(Outline labeling records)
---

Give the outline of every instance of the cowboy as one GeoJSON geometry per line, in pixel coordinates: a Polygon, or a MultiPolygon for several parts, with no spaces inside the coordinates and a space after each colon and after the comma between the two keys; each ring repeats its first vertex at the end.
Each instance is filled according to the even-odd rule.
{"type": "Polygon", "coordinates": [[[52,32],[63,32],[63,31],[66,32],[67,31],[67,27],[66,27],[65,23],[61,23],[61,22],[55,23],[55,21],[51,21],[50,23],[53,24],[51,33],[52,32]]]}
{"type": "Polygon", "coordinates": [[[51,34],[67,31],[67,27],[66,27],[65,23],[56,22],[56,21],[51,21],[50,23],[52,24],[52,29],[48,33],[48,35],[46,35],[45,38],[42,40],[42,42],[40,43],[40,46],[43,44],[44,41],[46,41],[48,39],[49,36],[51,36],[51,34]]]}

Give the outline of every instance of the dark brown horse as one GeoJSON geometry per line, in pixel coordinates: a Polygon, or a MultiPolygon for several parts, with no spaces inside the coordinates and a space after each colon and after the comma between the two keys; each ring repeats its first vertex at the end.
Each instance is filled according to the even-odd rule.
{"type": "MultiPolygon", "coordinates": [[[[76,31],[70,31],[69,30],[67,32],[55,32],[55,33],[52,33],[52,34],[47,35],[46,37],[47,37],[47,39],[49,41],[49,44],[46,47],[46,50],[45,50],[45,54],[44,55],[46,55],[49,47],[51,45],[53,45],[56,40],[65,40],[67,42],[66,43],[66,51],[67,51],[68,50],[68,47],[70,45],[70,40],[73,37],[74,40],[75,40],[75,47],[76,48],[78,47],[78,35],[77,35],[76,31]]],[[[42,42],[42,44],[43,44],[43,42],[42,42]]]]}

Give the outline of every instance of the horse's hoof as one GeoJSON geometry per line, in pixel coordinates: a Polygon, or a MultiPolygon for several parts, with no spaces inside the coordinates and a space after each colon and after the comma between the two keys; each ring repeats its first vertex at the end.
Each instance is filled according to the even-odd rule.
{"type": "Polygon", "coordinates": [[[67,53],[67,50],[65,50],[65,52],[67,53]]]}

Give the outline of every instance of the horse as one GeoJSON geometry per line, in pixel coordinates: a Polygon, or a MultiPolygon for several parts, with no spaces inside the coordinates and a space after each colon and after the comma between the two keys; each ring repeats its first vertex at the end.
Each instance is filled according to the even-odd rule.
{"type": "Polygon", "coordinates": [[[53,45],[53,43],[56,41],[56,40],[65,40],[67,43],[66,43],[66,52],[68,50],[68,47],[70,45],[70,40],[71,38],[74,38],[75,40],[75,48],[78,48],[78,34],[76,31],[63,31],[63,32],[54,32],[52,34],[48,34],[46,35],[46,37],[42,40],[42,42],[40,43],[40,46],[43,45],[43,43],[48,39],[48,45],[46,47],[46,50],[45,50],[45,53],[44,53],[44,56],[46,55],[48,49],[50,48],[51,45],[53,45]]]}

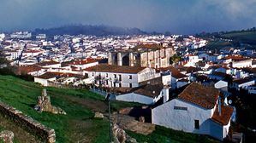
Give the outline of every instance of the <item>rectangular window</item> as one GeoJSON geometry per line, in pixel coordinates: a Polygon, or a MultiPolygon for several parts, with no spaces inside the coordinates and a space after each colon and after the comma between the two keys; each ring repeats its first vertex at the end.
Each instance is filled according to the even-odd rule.
{"type": "Polygon", "coordinates": [[[193,128],[199,129],[199,120],[193,120],[193,128]]]}
{"type": "Polygon", "coordinates": [[[119,75],[119,81],[122,81],[122,75],[119,75]]]}
{"type": "Polygon", "coordinates": [[[174,109],[188,111],[188,107],[184,107],[184,106],[174,106],[174,109]]]}

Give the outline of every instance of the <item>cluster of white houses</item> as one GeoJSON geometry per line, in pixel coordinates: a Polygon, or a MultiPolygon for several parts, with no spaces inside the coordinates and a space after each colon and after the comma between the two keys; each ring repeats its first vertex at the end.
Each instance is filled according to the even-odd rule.
{"type": "MultiPolygon", "coordinates": [[[[44,86],[89,84],[115,92],[118,100],[146,105],[163,102],[152,109],[152,123],[208,134],[220,140],[229,134],[233,114],[233,107],[229,106],[227,100],[228,87],[256,93],[253,64],[248,58],[215,54],[201,54],[199,58],[191,54],[185,57],[188,60],[176,66],[153,65],[158,58],[149,60],[152,66],[134,66],[134,60],[128,64],[130,54],[123,54],[122,64],[120,57],[118,60],[116,55],[111,55],[111,64],[77,59],[62,63],[45,61],[19,68],[20,72],[27,71],[34,76],[36,83],[44,86]],[[213,60],[217,64],[208,61],[213,60]],[[182,87],[185,89],[182,94],[172,97],[172,91],[182,87]]],[[[165,60],[170,54],[166,56],[165,60]]],[[[137,61],[144,63],[148,60],[139,58],[137,61]]]]}

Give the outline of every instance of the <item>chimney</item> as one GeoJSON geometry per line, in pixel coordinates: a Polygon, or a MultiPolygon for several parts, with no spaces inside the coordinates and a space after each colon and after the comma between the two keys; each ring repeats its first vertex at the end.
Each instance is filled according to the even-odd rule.
{"type": "Polygon", "coordinates": [[[218,110],[218,115],[221,116],[222,115],[222,100],[221,97],[218,96],[218,103],[217,103],[217,110],[218,110]]]}
{"type": "Polygon", "coordinates": [[[169,87],[164,86],[162,90],[162,95],[164,97],[164,103],[167,102],[169,100],[169,87]]]}

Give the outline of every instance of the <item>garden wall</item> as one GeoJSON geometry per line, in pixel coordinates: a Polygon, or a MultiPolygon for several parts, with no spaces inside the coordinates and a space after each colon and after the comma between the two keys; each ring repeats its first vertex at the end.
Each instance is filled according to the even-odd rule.
{"type": "Polygon", "coordinates": [[[56,134],[55,130],[45,127],[32,117],[24,115],[21,112],[15,108],[0,101],[0,114],[11,119],[17,125],[24,128],[32,134],[40,138],[43,142],[55,143],[56,134]]]}

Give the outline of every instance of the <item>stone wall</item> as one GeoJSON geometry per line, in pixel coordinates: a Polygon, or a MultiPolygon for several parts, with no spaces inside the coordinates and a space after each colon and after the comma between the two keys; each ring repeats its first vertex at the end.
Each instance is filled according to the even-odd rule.
{"type": "Polygon", "coordinates": [[[40,138],[43,142],[54,143],[56,141],[55,130],[45,127],[21,112],[0,101],[0,113],[11,119],[19,126],[31,134],[40,138]]]}

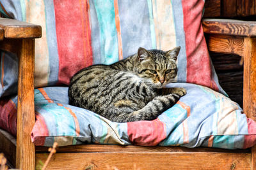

---

• TASK: Please pull out every line of the data above that contains the word "wall", copying each line in full.

• EXPECTED ANSWER:
Give the outline of every instance of the <item>garden wall</item> as one GeoJSON geometry per line, in pixel coordinates: a Polygon, or a MultiPolygon for several parts, with no spaces inside the coordinates and a space after each colon and after the comma between the two keys; each ring repeats its first vertex at the end.
Give the outline of every instance of the <item>stone wall</item> as one GeoJSON geometry per line, in pixel coordinates: a Polygon, or a MultiPolygon for several parts, with no spaces inside the coordinates and a space after each colon and after the comma between the two keys; each ring repeats its first vertex at the end.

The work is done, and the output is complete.